[START OF Source passage]

The single currency and central bank, designed at Maastricht, have made the imposition of austerity and denial of popular sovereignty into a single system. Movements of the left may attack these as vehemently as any movement of the right, if not more so. But the solutions they propose are less radical. On the right, the FN and the Lega have clear remedies to the strains of the single currency and immigration: exit the euro and stop the influx. On the left, with isolated exceptions, no such unambiguous demands have ever been made. At best, the substitutes are technical adjustments to the single currency, too complicated to have much popular purchase, and vague, embarrassed allusions to quotas; neither is as readily intelligible to voters as the straightforward propositions of the right.
Now, what I think I detect in his tone is a reluctant admiration of the far-right: They’re the only ones, he seems to be saying, who are really willing to tear the whole system down and to use whatever levers need to be used to do it. We’ve seen a lot of this, historically: the far-left has always been vulnerable to co-option by the far-right; the segment of the population that for temperamental or socioeconomic reasons is drawn to revolution tends to be drawn by the group that promises it more convincingly, rather than the one that’s ideologically most pure. Modern nationalism was one of the earliest leftist ideologies; it emerged in the French Revolution. National Socialism was called National Socialism because that’s what it was. And so forth.

[END OF Source passage]
[START OF Entries supplied]

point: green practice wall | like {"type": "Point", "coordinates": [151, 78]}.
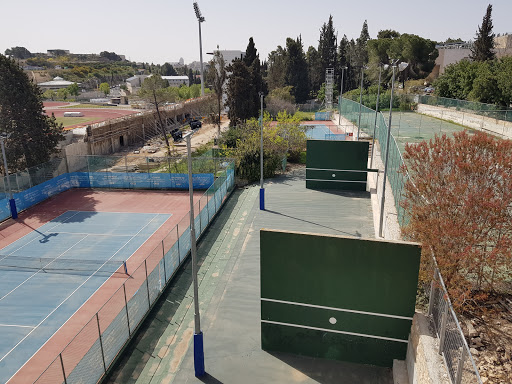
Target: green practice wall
{"type": "Point", "coordinates": [341, 156]}
{"type": "Point", "coordinates": [307, 280]}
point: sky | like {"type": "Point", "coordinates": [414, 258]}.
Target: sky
{"type": "Point", "coordinates": [164, 31]}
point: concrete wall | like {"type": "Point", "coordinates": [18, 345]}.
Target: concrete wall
{"type": "Point", "coordinates": [424, 364]}
{"type": "Point", "coordinates": [482, 123]}
{"type": "Point", "coordinates": [337, 297]}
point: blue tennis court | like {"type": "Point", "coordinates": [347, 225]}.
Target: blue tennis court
{"type": "Point", "coordinates": [47, 275]}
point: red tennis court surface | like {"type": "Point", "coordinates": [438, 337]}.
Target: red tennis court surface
{"type": "Point", "coordinates": [54, 104]}
{"type": "Point", "coordinates": [164, 202]}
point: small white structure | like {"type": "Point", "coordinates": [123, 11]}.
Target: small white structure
{"type": "Point", "coordinates": [177, 81]}
{"type": "Point", "coordinates": [134, 83]}
{"type": "Point", "coordinates": [56, 83]}
{"type": "Point", "coordinates": [73, 114]}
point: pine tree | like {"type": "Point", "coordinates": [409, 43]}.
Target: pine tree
{"type": "Point", "coordinates": [483, 47]}
{"type": "Point", "coordinates": [314, 70]}
{"type": "Point", "coordinates": [33, 135]}
{"type": "Point", "coordinates": [327, 47]}
{"type": "Point", "coordinates": [297, 70]}
{"type": "Point", "coordinates": [239, 92]}
{"type": "Point", "coordinates": [252, 61]}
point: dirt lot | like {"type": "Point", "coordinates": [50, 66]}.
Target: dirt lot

[END OF Entries supplied]

> _Work instructions_
1. Update the passage on European left and right politics, starting at "The single currency and central" and ending at "of the right.", with "single currency" changed to "common currency".
2. According to the passage on European left and right politics, what remedies do the FN and the Lega have for the strains of the single currency and immigration?
3. Resume the passage on European left and right politics from where it stops.

> _Outputs_
1.
The common currency and central bank, designed at Maastricht, have made the imposition of austerity and denial of popular sovereignty into a single system. Movements of the left may attack these as vehemently as any movement of the right, if not more so. But the solutions they propose are less radical. On the right, the FN and the Lega have clear remedies to the strains of the common currency and immigration: exit the euro and stop the influx. On the left, with isolated exceptions, no such unambiguous demands have ever been made. At best, the substitutes are technical adjustments to the common currency, too complicated to have much popular purchase, and vague, embarrassed allusions to quotas; neither is as readily intelligible to voters as the straightforward propositions of the right.

2. Exit the euro and stop the influx.

3.
But to Anderson’s dismay — and to my relief — he concludes that anti-systemic parties have no hope of succeeding in Europe:
Polls now post record levels of voter disaffection with the EU. But, right or left, the electoral weight of anti-systemic movements remains limited. In the last European elections, the three most successful results for the right — UKIP, the FN and the Danish People’s Party — were around 25% of the vote. In national elections, the average figure across western Europe for all such right and left forces combined is about 15%. That percentage of the electorate poses little threat to the system; 25% can represent a headache, but the ‘populist danger’ of media alarm remains to date very modest.
I hope so, although I worry he may be wrong.
Now, he attributes the lack of enthusiasm for anti-systemic movements (or in more traditional vocabulary, the Revolution), to the widespread fear (justified, in my view) that it would make things much worse, economically:
The socio-economic status quo is widely detested. But it is regularly ratified at the polls with the re-election of parties responsible for it, because of fears that to upset the status, alarming markets, would bring worse misery.
He seems to dismiss this fear of “alarming markets” as a form of cowardice, whereas I see it as common sense. His seem to be standard far-left assumptions: the capitalist (or neoliberal) system should be destroyed; “the markets” and their judgments are bad things, rather than the only tool humanity’s ever successfully employed, ever, anywhere, to achieve First World standards of living; and the preference of most Europeans for “less misery” is somehow vaguely contemptible, given that it’s at odds with Revolution.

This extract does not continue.